Exercise goal:
Each line below should be quoted exactly, please.

[START]

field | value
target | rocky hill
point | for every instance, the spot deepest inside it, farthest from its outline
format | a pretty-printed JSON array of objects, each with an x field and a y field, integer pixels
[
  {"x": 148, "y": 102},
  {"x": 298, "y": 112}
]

[END]

Exercise solution:
field | value
target | rocky hill
point | for every instance, the spot deepest inside it, farthest from its outline
format | a pretty-printed JSON array of objects, each with an x field and a y field, integer pixels
[
  {"x": 148, "y": 102},
  {"x": 298, "y": 112}
]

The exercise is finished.